● Tasks for this exercise:
- 1) In the infrastructure text, rewrite the passage beginning at the words "What Is Infrastructure?" and ending after "development and prosperity.", substituting "essential" for "vital".
- 2) According to the infrastructure text, in what year did a panel of the U.S. National Research Council adopt the term "public works infrastructure"?
- 3) Extend the infrastructure text, picking up after its final sentence.

Begin Selected excerpt

Infrastructure

Infrastructure is the general term for the basic physical systems of a business, region, or nation.

What Is Infrastructure?

Examples of infrastructure include transportation systems, communication networks, sewage, water, and electric systems. These systems tend to be capital intensive and high-cost investments, and are vital to a country’s economic development and prosperity.

Projects related to infrastructure improvements may be funded publicly, privately, or through public-private partnerships. In economic terms, infrastructure often involves the production of public goods or production processes that support natural monopolies.

KEY FEATURES

  • Infrastructure are the basic systems that undergird the structure of the economy.
  • Examples of in
  • frastructure include transportation facilities, telecommunications networks, and water supplies.
  • Large scale infrastructure is usually produced by the public sector or publicly regulated monopolies, but at smaller scales infrastructure can often be produced by private firms or through local collective action.
  • As an investment, infrastructure tends to be less volatile than some other asset classes and is sometimes sought as an investment.
 
Infrastructure

Understanding Infrastructure

  • The term infrastructure first appeared in usage in the late 1880s. The word comes from French, with infra- meaning “below” and structure meaning “building.”
  • Infrastructure is the foundation upon which the structure of the economy is built, often times quite literally. In 1987, a panel of the U.S. National Research Council adopted the term “public works infrastructure” to refer to functional modes including highways, airports, telecommunications, and water supplies, as well as the combined systems that these elements comprise.

Types of Infrastructure

Infrastructure can be put into several different types including:

  • Soft Infrastructure
  • Hard Infrastructure
  • Critical Infrastructure
Infrastructure
  • Soft Infrastructure – These types of infrastructure make up institutions that help maintain the economy. These usually require human capital and help deliver certain services to the population. Examples include the healthcare system, financial institutions, governmental systems, law enforcement, and education systems. 
  • Hard Infrastructure –These make up the physical systems that make it necessary to run a modern, industrialized nation. Examples include roads, highways, bridges, as well as the capital/assets needed to make them operational (transit buses, vehicles, oil rigs/refineries).

End Selected excerpt
Begin Stored records

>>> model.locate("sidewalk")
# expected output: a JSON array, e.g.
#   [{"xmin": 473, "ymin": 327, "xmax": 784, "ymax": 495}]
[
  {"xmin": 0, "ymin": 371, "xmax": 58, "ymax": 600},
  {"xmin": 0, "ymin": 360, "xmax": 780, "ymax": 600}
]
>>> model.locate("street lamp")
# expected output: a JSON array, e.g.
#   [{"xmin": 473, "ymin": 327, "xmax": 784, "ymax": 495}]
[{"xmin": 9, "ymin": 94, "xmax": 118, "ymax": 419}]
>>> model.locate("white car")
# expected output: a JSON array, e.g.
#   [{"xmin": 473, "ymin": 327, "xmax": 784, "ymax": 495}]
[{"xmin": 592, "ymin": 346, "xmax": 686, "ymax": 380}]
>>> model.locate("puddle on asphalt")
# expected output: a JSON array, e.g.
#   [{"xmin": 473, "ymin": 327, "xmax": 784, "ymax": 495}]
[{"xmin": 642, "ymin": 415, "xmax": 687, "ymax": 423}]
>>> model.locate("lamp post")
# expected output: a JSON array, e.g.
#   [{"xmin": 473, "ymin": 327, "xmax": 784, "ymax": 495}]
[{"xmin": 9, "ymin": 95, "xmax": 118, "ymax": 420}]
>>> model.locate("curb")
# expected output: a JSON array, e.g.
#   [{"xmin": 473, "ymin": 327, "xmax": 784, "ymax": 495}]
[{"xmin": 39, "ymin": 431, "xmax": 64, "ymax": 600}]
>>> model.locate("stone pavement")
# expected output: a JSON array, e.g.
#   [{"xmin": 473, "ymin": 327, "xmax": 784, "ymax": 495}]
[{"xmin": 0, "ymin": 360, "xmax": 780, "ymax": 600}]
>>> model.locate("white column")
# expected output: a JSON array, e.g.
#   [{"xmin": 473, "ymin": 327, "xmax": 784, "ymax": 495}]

End Stored records

● Solved problems:
- 1)
What Is Infrastructure?

Examples of infrastructure include transportation systems, communication networks, sewage, water, and electric systems. These systems tend to be capital intensive and high-cost investments, and are essential to a country’s economic development and prosperity.

- 2) 1987

- 3)
  • Critical Infrastructure – These are assets defined by a government as being essential to the functioning of a society and economy, such as facilities for shelter and heating, telecommunication, public health, agriculture, etc. In the United States, there are agencies responsible for these critical infrastructures, such as Homeland Security (for the government and emergency services), the Department of Energy, and the Department of Transportation.

Special Considerations

IT Infrastructure

Many technical systems are often referred to as infrastructures, such as networking equipment and servers, due to the critical function they provide within specific business environments. Without the information technology (IT) infrastructure, many businesses struggle to share and move data in a way that promotes efficiency within the workplace. If IT infrastructure fails, many business functions cannot be performed.

Private Investment in Public Infrastructure

Sometimes private companies choose to invest in a country’s infrastructure development as part of a business expansion effort. For example, an energy company may build pipelines and railways in a country where it wants to refine petroleum. This investment can benefit both the company and the country.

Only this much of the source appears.